Short exercise: Update the entries below by swapping "white breasted" for "white-breasted" wherever it appears. Leave everything else as it is.
— START —
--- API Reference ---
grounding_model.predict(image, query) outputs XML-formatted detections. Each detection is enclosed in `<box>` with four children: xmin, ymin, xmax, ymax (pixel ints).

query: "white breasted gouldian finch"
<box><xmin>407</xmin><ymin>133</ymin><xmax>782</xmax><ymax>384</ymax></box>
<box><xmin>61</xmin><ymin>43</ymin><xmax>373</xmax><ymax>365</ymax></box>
— END —
The completed task:
--- API Reference ---
grounding_model.predict(image, query) outputs XML-formatted detections. Each detection is enclosed in `<box>` with four children: xmin, ymin, xmax, ymax (pixel ints).

query: "white-breasted gouldian finch"
<box><xmin>407</xmin><ymin>133</ymin><xmax>782</xmax><ymax>384</ymax></box>
<box><xmin>61</xmin><ymin>43</ymin><xmax>373</xmax><ymax>365</ymax></box>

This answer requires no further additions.